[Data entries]
--- --- ---

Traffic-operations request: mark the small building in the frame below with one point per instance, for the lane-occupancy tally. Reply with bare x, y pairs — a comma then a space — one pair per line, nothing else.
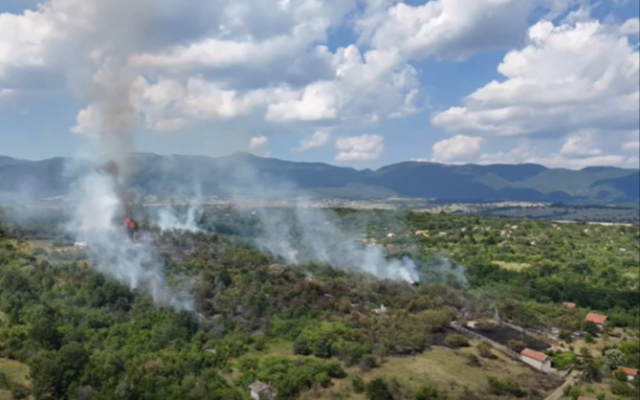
598, 319
629, 372
536, 359
260, 391
380, 311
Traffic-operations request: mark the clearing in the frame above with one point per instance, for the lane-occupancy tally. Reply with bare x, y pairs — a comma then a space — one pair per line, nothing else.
511, 266
441, 366
16, 372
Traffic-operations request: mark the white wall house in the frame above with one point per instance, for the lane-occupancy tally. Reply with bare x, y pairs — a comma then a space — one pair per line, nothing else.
260, 391
536, 359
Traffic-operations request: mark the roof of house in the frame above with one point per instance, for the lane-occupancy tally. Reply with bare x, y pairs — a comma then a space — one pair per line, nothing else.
628, 371
258, 387
534, 355
596, 318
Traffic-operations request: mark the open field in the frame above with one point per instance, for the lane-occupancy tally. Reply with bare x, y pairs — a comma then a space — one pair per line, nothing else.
511, 266
440, 366
15, 372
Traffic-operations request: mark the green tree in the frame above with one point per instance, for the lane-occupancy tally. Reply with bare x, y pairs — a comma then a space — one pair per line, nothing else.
377, 389
613, 358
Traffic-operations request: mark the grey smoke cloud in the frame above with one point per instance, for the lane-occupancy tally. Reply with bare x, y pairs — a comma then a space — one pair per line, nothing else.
101, 36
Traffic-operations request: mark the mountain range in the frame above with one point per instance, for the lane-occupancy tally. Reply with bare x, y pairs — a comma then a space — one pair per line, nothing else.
167, 175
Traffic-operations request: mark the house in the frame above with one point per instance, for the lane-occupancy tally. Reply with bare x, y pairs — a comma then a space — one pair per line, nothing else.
629, 372
260, 391
536, 359
381, 311
597, 319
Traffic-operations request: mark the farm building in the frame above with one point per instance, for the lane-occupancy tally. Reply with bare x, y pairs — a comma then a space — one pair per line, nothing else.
536, 359
597, 319
629, 372
260, 391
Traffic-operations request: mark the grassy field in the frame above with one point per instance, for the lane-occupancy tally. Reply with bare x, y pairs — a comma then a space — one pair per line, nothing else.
16, 372
511, 266
440, 366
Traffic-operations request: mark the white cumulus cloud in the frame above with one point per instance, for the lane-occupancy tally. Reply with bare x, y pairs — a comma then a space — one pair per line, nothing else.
566, 79
319, 138
257, 143
359, 148
457, 148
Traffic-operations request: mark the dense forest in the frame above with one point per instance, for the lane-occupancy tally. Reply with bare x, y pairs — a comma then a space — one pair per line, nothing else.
313, 330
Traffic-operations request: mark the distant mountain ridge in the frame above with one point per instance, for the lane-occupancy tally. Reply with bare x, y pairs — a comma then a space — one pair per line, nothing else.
166, 175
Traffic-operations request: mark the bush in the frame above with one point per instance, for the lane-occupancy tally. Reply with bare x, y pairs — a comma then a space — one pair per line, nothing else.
473, 360
620, 376
572, 392
484, 348
456, 341
368, 362
19, 392
377, 389
505, 387
621, 389
358, 385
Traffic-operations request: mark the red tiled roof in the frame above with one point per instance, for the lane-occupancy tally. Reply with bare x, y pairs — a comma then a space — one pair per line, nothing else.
628, 371
533, 354
596, 318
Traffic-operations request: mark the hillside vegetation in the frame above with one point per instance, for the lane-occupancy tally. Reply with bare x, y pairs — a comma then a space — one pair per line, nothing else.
312, 331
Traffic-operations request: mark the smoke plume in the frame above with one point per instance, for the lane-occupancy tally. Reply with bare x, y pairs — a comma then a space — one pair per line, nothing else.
103, 36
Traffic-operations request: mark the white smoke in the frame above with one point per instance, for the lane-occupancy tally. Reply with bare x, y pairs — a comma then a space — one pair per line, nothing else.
100, 36
112, 254
169, 220
307, 233
315, 235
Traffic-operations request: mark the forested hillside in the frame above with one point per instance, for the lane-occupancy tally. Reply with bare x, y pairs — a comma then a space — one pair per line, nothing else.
313, 331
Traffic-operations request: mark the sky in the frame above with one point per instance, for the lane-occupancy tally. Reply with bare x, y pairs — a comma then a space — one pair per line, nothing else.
348, 82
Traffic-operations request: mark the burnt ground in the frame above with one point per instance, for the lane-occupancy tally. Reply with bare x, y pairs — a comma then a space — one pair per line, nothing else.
503, 334
439, 337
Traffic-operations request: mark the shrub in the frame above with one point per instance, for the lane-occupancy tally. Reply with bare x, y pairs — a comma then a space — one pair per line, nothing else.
484, 348
358, 385
621, 389
473, 360
505, 387
377, 389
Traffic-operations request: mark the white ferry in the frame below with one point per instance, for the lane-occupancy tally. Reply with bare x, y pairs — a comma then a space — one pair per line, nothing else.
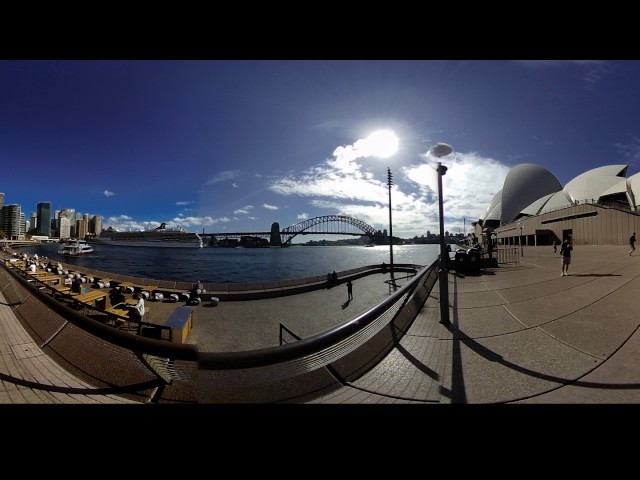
75, 248
159, 237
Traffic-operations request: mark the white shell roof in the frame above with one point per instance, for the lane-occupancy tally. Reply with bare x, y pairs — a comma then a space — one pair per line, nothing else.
524, 184
531, 189
592, 184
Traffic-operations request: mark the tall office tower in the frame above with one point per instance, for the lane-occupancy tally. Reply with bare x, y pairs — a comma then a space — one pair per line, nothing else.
64, 228
44, 218
23, 227
10, 221
96, 226
81, 229
70, 215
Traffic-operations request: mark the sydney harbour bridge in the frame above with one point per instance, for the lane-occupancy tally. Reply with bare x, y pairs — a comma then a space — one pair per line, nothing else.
324, 225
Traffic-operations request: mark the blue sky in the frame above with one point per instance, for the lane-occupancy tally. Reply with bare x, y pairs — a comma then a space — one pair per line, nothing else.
235, 145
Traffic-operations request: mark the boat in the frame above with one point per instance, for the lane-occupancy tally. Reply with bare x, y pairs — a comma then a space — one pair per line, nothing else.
75, 248
160, 236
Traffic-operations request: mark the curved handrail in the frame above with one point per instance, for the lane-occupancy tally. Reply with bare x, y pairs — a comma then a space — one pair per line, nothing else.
316, 351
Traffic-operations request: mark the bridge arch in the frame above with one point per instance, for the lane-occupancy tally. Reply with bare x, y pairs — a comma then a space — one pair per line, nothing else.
333, 224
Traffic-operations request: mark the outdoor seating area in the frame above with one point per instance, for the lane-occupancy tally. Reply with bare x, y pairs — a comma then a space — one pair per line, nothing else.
93, 299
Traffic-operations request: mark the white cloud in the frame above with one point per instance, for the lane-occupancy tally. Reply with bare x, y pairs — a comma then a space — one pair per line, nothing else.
223, 176
341, 185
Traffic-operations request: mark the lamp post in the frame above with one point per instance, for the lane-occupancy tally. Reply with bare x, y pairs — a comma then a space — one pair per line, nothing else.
389, 183
520, 241
442, 150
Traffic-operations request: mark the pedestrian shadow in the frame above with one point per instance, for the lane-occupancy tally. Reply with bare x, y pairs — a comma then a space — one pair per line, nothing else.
14, 304
594, 275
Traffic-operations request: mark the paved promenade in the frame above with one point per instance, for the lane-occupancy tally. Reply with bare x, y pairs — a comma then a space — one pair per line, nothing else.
521, 334
518, 334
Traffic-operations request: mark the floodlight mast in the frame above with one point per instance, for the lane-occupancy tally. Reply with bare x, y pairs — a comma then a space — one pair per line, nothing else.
438, 151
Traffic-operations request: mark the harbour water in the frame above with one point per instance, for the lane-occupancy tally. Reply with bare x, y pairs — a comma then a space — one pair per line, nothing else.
237, 265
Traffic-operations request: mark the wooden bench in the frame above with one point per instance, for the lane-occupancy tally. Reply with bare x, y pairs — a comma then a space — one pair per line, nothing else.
180, 322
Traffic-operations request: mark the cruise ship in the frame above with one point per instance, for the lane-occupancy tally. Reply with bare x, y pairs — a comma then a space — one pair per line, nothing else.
159, 237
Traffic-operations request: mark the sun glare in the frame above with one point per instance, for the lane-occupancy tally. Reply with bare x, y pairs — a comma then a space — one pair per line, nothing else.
382, 143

--- --- ---

How to complete this task.
Reproduce the records above exactly, leaving out every picture they contain.

Worked solution.
Traffic-operations request: mark the small building in the frame below with one point per instance, for the lane-occupancy tally. Reply with bare x, y pairs — a comma then a space — one pair per line, nothing else.
598, 319
629, 372
536, 359
260, 391
380, 311
Traffic-operations request: mark the clearing in the frame above with one point per instance, for the lane-occupancy tally. Reply with bare x, y pairs — a comma then a space — one pair per line, nothing else.
511, 266
441, 366
16, 372
Traffic-operations request: mark the white wall house in the frame above with one point per instance, for the lane-occupancy tally. Reply with bare x, y pairs — a comma then a space — one pair per line, nothing else.
260, 391
536, 359
Traffic-operations request: mark the roof of house in the frame above with one point per instance, for the lane-occupancy tally. Reply with bare x, y pairs — a comma then a space — one pair per line, nothing else.
628, 371
258, 387
534, 355
596, 318
Traffic-operations request: mark the open field in the frame above with one point per instance, for the lane-occupancy tally. Reply with bare x, y pairs — a comma then a space — one pair per line, nothing else.
511, 266
440, 366
15, 372
Traffic-operations request: mark the green tree in the frame above with one point per instance, for the lane-occupancy tally. Reply with bare x, y pairs — a comma then a space — one pair per line, nothing else.
377, 389
613, 358
Traffic-operations request: mark the grey smoke cloud in the frame above with one point per instance, for the lane-occupancy tally. Reply with bare x, y pairs — a comma then a space — one pair per line, nothing else.
101, 36
Traffic-operations request: mark the mountain range in the frame above with one point per instance, for the lane-occupancy tally. Reply with bare x, y pairs — a comma then a space — one pair per line, nothing else.
167, 175
Traffic-operations request: mark the house in the frame above with one point per instance, for the lane-occupancy tally. Reply with bare x, y pairs — a comma then a space — one pair per line, nothing else.
629, 372
260, 391
536, 359
381, 311
597, 319
Traffic-operations request: mark the farm building in the frame above with one point per instance, for the lane-occupancy tally. Reply with bare x, y pairs — a comma then a space — one pair per line, nothing else.
536, 359
597, 319
629, 372
260, 391
Traffic-operations request: mark the grassy field in the frame above with one point per instance, for the lane-occupancy tally. Reply with bare x, y pairs — a comma then a space — one pair per line, nothing else.
16, 372
511, 266
440, 366
Traffic-operations request: mark the white cumulus cloud in the frame above with one point per instance, for the lane-occupancy tally. Reply with bare x, y pairs — a comma then a space — one pair per line, nothing else.
566, 79
319, 138
257, 143
359, 148
457, 148
Traffic-operations request: mark the dense forest in the frame above with one point per instance, for the lane-occupancy tally. Reply with bare x, y pairs — a comma then a space — one pair per line, nothing else.
313, 330
Traffic-operations request: mark the distant mountain ridge in the frame above with one point per instance, for the lane-occupancy tally. Reply with bare x, y pairs — a comma then a space — one pair per line, nothing else.
166, 175
Traffic-operations request: mark the bush in the frame above with one point per instance, for the lane-occupancy tally. Reply with bare x, y pairs — a comma then a space — one pair per line, nothing else.
473, 360
620, 376
572, 392
484, 348
456, 341
368, 362
19, 392
377, 389
505, 387
621, 389
358, 385
Traffic-operations request: mark the red tiled roof in the frame above with one point per instance, for the lane-occupancy tally. Reply with bare x, y pairs — a comma then a space — one pair per line, nothing else.
628, 371
533, 354
596, 318
Traffic-operations request: mark the hillside vegetation in the frame above with one point per instance, for the lane-occupancy tally. Reply with bare x, y pairs — a comma then a space — one pair per line, nothing else.
312, 331
Traffic-operations request: mark the smoke plume in the frame above with one point per instance, for the lane-occupancy tally. Reply with bare x, y pairs — a comma then a space — one pair per line, nothing else.
103, 36
Traffic-operations request: mark the white smoke in the frame above with one point per instance, for the lane-occupancy tally. Reply with bare x, y pairs — a comma then a space — one pair per line, nothing else.
100, 36
112, 254
169, 220
307, 233
315, 235
Traffic-operations request: mark the forested hillside in the frame above with one point per instance, for the lane-occupancy tally. Reply with bare x, y pairs — a comma then a space — one pair per line, nothing else.
313, 331
Traffic-operations request: mark the sky in the frame above with one point per instance, for the lane-occupancy tally. Reply with bare x, y pairs — a comma then a space — one pair per line, nothing else.
348, 82
Traffic-operations request: mark the burnt ground in the frame above with one point per instance, for the lane-occupancy tally. Reply with bare x, y pairs — a comma then a space — one pair per line, nothing else.
503, 334
439, 337
Traffic-operations request: mark the shrub in the frame above with one point per instance, for the lane-occupancy tally. Reply with bare x, y pairs — a comma then a space — one pair per line, nothing else.
484, 348
358, 385
621, 389
473, 360
505, 387
377, 389
Traffic-operations request: mark the white ferry in the frame below with one point per instance, for the lane-occupancy tally. Reply with bare x, y pairs — a comma then a space — one pair per line, nothing else.
75, 248
159, 237
Traffic-operations request: mark the white shell roof in the frame above with one point per instance, for the lane-occupancy tally. Reply with bare x, y pairs — a comma then a space — one pair per line, nothing else.
524, 184
531, 189
592, 184
Traffic-operations request: mark the tall office tower in the frame above with one point per instance, for the lane-occupancy tally. Reply with bare x, y pairs — a comma then a space — one pair per line, nothing else.
64, 228
44, 218
23, 227
10, 221
96, 226
81, 229
70, 215
Traffic-operations request: mark the sydney harbour bridge in the frame above with one point per instance, for the lane-occupancy tally. Reply with bare x, y pairs — a comma then a space — one pair per line, nothing else.
324, 225
Traffic-operations request: mark the blue sky in the frame above with one point per instance, for the lane-occupancy tally. Reply with bare x, y pairs — a comma then a space — one pair per line, nothing else.
235, 145
Traffic-operations request: mark the boat in the frame above with one point per instance, for the lane-occupancy tally. Reply with bare x, y pairs — a comma then a space — one pair per line, nothing else.
75, 248
160, 236
Traffic-operations request: mark the curved handrail in the frame above with one point per instance, for the lane-occupancy tally. Reply with bare x, y pairs — a comma then a space — one pair per line, nothing else.
316, 351
Traffic-operations request: mark the bridge arch in the frame above with one point per instance, for the lane-occupancy tally. Reply with bare x, y pairs — a comma then a space — one pair per line, nothing else.
333, 224
Traffic-operations request: mark the outdoor seating area in the frame above with one point per instance, for the lane-occupancy tally. Reply with bare x, y pairs — a comma then a space — one pair per line, nothing else.
93, 299
Traffic-operations request: mark the white cloud in the frame above with one point per instance, for the lane-occupancy tally. Reply with bare x, y pairs — a comma then a space — one pair per line, nothing else.
223, 176
341, 185
Traffic-operations request: mark the lamp post in the frame above with one point per instance, for the lane-occupancy tally. Reply with bare x, y pairs — a comma then a space — one pair per line, nothing else.
389, 183
520, 241
442, 150
Traffic-operations request: mark the pedestrian shadow in the frame above with one point per instance, for the lane-occupancy tally. Reply with bare x, y pairs — a comma then a space — one pair per line, nothing else.
14, 304
594, 275
Traffic-operations request: mark the paved promenade in the frame above with one point per instance, for the lane-occupancy tally. Reply with bare x, y pairs — a comma then a space — one pair per line, nothing else.
521, 334
518, 334
Traffic-operations request: mark the floodlight mast in the frame above with one point per instance, for the lane-occupancy tally. Reply with bare x, y pairs — a comma then a space — one pair per line, nothing else.
438, 151
Traffic-operations request: mark the harbour water in the frame above with one point per instance, for the lane-occupancy tally. Reply with bare x, y pairs — a comma then a space — one pair per line, nothing else.
237, 265
Traffic-operations request: mark the wooden bench in the frame above with one point per instance, for the lane-occupancy tally. Reply with bare x, y pairs — a comma then a space — one pair per line, nothing else.
180, 322
Traffic-operations request: mark the cruise ship in the frame above with one point per instance, for the lane-occupancy tally. Reply with bare x, y pairs — a comma then a space — one pair per line, nothing else.
159, 237
Traffic-operations request: mark the sun glare in the frame above with one point per instance, for the lane-occupancy tally. Reply with bare x, y pairs — a comma then a space — one pair per line, nothing else.
382, 143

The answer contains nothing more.